### [Goal]
In the records below, take the part that opens with the line containing "the red car in" and closes with the line containing "point(826, 602)". Please rewrite only that part, switching "damaged front end" to "crumpled front end" and leaving everything else unchanged.

———

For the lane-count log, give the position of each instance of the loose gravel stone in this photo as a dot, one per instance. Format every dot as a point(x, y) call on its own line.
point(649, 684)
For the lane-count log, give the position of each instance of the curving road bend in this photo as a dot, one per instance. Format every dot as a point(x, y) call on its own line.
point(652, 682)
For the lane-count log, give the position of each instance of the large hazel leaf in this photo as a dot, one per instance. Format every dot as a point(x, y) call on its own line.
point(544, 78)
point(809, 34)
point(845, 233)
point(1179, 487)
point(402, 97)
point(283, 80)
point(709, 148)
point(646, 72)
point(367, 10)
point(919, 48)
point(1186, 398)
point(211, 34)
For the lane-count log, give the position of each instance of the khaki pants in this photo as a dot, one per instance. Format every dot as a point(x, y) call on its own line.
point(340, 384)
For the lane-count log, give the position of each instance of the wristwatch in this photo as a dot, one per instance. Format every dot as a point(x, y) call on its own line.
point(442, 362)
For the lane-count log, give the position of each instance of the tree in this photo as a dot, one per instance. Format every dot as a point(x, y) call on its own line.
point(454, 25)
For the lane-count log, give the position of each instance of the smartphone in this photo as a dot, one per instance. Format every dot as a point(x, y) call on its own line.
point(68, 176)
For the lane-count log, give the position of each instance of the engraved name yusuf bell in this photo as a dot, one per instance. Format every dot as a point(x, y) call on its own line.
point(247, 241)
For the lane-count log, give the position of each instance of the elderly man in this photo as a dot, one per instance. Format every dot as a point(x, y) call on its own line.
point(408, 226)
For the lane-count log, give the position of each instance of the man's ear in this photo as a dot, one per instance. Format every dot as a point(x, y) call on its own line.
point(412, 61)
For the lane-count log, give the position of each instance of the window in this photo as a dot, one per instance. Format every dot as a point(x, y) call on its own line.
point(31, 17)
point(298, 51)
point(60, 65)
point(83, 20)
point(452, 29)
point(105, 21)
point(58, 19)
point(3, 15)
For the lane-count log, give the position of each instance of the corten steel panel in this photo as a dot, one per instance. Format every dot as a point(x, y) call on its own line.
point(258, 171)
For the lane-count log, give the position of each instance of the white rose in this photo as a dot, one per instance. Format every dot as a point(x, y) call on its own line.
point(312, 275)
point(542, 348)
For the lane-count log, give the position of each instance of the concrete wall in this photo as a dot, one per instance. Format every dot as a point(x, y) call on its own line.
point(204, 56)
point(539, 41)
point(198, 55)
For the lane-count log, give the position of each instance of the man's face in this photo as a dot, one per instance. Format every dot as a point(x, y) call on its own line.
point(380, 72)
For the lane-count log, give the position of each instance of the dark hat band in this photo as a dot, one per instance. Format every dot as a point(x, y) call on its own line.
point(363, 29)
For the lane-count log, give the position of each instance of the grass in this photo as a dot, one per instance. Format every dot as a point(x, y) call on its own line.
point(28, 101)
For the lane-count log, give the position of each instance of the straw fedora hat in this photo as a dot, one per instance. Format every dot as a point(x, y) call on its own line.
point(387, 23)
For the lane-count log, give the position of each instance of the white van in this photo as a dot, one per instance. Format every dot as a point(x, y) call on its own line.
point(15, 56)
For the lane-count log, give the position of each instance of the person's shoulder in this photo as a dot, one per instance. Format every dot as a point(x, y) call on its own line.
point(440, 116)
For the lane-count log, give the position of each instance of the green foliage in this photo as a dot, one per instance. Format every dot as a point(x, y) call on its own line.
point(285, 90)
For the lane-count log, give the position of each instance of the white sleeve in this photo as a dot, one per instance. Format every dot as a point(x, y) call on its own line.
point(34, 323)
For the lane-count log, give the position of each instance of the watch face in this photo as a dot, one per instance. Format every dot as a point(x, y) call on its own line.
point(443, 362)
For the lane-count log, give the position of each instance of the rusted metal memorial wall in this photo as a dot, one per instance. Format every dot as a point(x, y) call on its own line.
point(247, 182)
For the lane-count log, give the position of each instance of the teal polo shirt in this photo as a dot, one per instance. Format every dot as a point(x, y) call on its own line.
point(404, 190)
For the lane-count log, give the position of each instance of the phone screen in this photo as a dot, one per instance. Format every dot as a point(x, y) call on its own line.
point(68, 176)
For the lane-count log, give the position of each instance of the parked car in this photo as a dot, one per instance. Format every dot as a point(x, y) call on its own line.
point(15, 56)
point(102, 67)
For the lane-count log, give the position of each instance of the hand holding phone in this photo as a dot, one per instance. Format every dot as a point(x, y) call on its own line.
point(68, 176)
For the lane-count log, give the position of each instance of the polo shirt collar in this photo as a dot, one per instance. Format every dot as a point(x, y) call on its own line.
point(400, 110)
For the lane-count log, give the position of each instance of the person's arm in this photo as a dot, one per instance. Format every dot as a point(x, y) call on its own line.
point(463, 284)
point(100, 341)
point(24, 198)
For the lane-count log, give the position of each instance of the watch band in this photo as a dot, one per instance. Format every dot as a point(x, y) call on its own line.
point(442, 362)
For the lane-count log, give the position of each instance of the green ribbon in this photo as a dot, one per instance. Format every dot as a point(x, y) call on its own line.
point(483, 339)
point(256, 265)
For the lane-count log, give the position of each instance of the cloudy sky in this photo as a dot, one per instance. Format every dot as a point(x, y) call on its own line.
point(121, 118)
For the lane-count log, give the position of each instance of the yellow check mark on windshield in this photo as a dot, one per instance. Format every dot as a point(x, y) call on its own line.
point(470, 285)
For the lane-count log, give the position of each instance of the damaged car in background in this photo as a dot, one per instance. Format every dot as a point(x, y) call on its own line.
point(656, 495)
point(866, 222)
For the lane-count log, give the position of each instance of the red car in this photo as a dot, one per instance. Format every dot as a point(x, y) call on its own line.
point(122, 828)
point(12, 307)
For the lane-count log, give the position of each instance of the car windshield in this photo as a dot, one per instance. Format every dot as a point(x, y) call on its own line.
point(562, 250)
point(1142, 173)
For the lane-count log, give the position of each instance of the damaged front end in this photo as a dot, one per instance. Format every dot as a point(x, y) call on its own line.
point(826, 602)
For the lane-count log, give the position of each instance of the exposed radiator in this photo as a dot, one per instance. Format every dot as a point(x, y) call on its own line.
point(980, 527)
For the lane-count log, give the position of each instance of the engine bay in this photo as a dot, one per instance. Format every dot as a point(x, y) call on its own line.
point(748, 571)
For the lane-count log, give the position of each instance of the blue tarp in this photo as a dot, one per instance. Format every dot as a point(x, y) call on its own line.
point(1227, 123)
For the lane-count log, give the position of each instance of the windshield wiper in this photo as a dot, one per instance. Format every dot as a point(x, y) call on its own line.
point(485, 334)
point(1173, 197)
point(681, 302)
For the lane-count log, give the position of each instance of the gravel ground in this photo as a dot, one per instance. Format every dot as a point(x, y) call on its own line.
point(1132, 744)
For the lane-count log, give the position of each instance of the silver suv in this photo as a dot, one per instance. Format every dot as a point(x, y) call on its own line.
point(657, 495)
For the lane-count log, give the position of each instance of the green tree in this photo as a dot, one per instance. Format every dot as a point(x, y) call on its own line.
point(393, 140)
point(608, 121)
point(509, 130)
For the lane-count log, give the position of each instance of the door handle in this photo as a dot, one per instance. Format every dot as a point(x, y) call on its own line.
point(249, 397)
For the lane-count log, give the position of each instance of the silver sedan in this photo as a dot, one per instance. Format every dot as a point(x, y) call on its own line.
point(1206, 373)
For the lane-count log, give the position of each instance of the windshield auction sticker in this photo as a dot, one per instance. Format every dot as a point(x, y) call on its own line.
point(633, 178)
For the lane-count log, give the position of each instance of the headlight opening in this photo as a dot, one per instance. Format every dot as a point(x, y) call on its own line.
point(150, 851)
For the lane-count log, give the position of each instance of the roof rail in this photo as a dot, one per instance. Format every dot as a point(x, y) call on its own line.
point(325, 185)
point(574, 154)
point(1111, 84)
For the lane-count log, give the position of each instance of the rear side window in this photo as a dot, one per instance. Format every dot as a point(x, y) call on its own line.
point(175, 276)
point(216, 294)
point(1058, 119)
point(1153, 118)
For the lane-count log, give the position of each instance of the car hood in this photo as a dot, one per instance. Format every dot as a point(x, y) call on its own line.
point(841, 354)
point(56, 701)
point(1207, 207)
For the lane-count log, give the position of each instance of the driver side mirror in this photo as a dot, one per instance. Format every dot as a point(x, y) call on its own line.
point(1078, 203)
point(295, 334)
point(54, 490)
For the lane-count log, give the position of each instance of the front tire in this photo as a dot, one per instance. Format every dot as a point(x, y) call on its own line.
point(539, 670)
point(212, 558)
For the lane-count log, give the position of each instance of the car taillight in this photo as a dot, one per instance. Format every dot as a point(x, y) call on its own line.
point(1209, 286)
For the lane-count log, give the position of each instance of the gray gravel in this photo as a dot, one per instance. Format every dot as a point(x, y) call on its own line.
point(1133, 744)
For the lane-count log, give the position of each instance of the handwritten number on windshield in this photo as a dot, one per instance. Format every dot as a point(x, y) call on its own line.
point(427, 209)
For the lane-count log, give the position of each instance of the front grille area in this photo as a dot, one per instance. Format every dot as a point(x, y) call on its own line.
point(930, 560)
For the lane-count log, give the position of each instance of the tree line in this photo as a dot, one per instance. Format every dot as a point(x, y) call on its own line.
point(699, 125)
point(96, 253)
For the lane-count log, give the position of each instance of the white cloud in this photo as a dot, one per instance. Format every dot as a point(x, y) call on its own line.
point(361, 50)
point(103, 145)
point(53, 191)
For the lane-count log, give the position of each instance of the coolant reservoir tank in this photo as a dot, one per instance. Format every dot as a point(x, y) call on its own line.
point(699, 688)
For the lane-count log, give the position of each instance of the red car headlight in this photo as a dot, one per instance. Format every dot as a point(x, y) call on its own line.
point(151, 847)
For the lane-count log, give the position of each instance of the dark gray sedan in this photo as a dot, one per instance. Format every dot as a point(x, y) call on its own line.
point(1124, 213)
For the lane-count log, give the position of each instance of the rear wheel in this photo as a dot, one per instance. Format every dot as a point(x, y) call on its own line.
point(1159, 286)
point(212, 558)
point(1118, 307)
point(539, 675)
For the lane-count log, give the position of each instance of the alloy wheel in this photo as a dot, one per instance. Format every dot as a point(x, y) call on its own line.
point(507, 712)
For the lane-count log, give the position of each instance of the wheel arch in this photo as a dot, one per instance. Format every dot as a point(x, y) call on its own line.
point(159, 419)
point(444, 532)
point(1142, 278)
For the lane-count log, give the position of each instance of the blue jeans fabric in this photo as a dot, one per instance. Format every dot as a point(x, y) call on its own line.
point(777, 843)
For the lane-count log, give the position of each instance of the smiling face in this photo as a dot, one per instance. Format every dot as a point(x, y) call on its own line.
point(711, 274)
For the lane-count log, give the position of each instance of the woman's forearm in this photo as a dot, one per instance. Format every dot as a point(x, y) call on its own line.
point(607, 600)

———

### [Task answer]
For the lane-count log, give the position of each instance of the red car in this photo as a dot, one per instance. Format every dot as a point(x, y) call on its own line.
point(122, 828)
point(12, 307)
For the lane-count log, give the position of each instance of the car windshield in this photo as a dot, one per instance. Format every dot as a point(x, y) call on its own line.
point(562, 250)
point(1142, 173)
For the lane-count log, give the position of each instance of the crumpled front end in this photo as a dot, one per instance. Format every dot as a point(x, y) call on its own line.
point(826, 602)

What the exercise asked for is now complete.